◆ HOW TO COMPLETE THIS TASK ◆
Your task is to transcribe all of the records exactly and leave out the pictures.

Image-backed grounding data:

+ + + + + + +

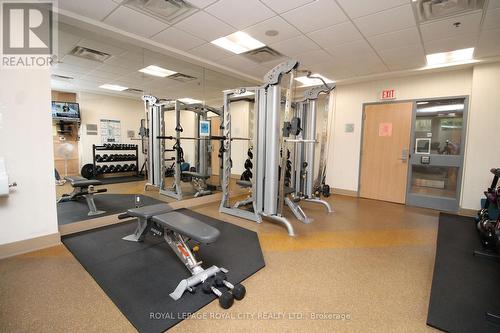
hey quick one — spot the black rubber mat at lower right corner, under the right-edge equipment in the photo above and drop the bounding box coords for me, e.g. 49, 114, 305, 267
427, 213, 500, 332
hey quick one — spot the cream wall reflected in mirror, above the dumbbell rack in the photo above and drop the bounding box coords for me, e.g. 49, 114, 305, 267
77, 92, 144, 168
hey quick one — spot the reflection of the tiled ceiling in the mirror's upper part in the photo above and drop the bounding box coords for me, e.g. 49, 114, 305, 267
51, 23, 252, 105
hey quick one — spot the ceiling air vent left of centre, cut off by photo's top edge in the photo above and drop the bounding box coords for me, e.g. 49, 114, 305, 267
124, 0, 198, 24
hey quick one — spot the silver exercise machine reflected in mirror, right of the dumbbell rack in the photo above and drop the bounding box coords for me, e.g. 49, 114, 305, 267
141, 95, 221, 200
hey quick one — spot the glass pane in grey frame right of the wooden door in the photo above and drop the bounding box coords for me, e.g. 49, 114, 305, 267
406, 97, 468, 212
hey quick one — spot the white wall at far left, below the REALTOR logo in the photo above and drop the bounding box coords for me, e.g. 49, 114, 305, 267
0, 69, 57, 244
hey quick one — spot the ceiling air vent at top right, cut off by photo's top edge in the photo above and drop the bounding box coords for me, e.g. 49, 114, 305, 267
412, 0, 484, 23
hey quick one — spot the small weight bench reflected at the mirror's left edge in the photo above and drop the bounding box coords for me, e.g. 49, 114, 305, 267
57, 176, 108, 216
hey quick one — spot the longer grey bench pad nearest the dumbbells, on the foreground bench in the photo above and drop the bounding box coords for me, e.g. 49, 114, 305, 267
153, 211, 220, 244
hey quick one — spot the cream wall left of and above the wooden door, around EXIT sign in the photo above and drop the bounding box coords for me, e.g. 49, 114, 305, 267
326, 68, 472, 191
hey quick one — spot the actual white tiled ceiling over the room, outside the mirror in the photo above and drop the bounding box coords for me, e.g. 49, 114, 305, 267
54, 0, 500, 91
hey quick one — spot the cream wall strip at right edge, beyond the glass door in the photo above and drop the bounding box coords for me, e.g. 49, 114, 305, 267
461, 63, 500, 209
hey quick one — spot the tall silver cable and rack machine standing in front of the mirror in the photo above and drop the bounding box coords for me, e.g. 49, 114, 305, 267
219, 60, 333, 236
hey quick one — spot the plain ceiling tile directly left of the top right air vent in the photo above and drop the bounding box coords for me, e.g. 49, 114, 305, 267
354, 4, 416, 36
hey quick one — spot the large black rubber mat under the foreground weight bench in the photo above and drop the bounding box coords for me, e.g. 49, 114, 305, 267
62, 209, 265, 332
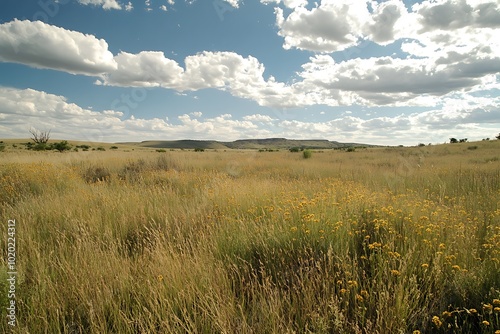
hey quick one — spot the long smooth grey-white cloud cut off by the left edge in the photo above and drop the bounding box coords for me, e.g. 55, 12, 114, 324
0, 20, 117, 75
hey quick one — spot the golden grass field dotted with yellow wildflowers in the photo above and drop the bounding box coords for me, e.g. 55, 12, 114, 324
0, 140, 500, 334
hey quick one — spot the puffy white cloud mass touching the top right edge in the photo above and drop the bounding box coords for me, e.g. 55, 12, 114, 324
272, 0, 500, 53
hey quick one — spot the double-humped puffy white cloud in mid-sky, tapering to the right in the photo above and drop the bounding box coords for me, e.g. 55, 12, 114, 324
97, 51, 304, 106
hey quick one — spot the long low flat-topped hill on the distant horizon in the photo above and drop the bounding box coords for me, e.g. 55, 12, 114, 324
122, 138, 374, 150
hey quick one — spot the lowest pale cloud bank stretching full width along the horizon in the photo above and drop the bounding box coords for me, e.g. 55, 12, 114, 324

+ + + + + + +

◆ REPLY TO THE TASK ◆
hey quick one — spot the black rubber mat at lower right corner, under the right-edge equipment in the photo above and drop the bounding box coords for me, e.g. 49, 114, 305, 267
427, 213, 500, 332
hey quick one — spot the cream wall reflected in mirror, above the dumbbell rack in the photo above and drop the bounding box coords for me, e.g. 49, 114, 305, 267
77, 92, 144, 168
hey quick one — spot the reflection of the tiled ceiling in the mirror's upper part in the photo above and drop the bounding box coords for me, e.g. 49, 114, 305, 267
51, 23, 252, 105
hey quick one — spot the ceiling air vent left of centre, cut off by photo's top edge in the photo above and drop the bounding box coords for me, e.g. 49, 114, 305, 267
124, 0, 198, 24
hey quick one — spot the silver exercise machine reflected in mirror, right of the dumbbell rack in the photo above and drop the bounding box coords for me, e.g. 49, 114, 305, 267
141, 95, 221, 200
hey quick one — spot the glass pane in grey frame right of the wooden door in the photo above and drop the bounding box coords for me, e.g. 49, 114, 305, 267
406, 97, 468, 212
hey quick one — spot the white wall at far left, below the REALTOR logo in the photo above and drop the bounding box coords for me, e.g. 49, 114, 305, 267
0, 69, 57, 244
hey quick one — spot the ceiling air vent at top right, cut off by photo's top edge in the photo above and drop the bounding box coords for me, e.g. 49, 114, 305, 267
412, 0, 484, 23
hey quick one — spot the small weight bench reflected at the mirror's left edge in the photo above and drop the bounding box coords for me, e.g. 49, 114, 305, 267
57, 176, 108, 216
hey quick one — spot the longer grey bench pad nearest the dumbbells, on the foreground bench in the photo above and drop the bounding box coords for me, e.g. 49, 114, 305, 267
153, 211, 220, 244
hey quick one — spot the cream wall left of and above the wooden door, around EXIT sign in the photo above and drop the bounding box coords for me, e.g. 49, 114, 305, 267
326, 68, 472, 191
hey quick one — spot the actual white tiled ceiling over the room, outside the mirror in the photo above and drop the bounding box coords for me, e.g. 49, 114, 305, 267
54, 0, 500, 91
hey quick one — spot the cream wall strip at right edge, beyond the glass door in the photo above and drop the bounding box coords for me, e.g. 49, 114, 305, 267
461, 63, 500, 209
hey quick one — spot the tall silver cable and rack machine standing in front of the mirror in the photo above and drop the bounding box coords for me, e.g. 49, 114, 305, 267
219, 60, 333, 236
hey quick one — spot the plain ceiling tile directly left of the top right air vent in the photo above and drop the bounding box coords for me, e.g. 49, 114, 305, 267
354, 4, 416, 36
hey quick one — spot the large black rubber mat under the foreground weight bench in the photo above and drop the bounding box coords for me, e.g. 49, 114, 305, 267
62, 209, 265, 332
hey quick one — spot the long smooth grey-white cloud cut off by the left edge in the photo above and drop the bounding box coords for me, e.g. 55, 12, 114, 324
0, 20, 117, 75
hey quick one — spot the golden grass field dotted with yellow wildflowers in the photo above and drop the bounding box coords for me, e.g. 55, 12, 114, 324
0, 140, 500, 334
hey quick one — spot the puffy white cloud mass touching the top right edge in the photo above and drop the bounding box coords for me, e.g. 55, 12, 114, 324
272, 0, 500, 53
hey quick one — spot the double-humped puffy white cloud in mid-sky, tapering to the right in the photo above and drop the bounding box coords for me, e.g. 55, 12, 114, 324
97, 51, 304, 106
hey quick one — spot the long low flat-topped hill on the distant horizon in the photo above and drop the bounding box coords for me, e.g. 55, 12, 114, 324
122, 138, 374, 150
hey quick one — spot the lowest pale cloud bank stretching full width along the horizon in the photo above and drop the bounding box coords for me, e.g. 55, 12, 114, 324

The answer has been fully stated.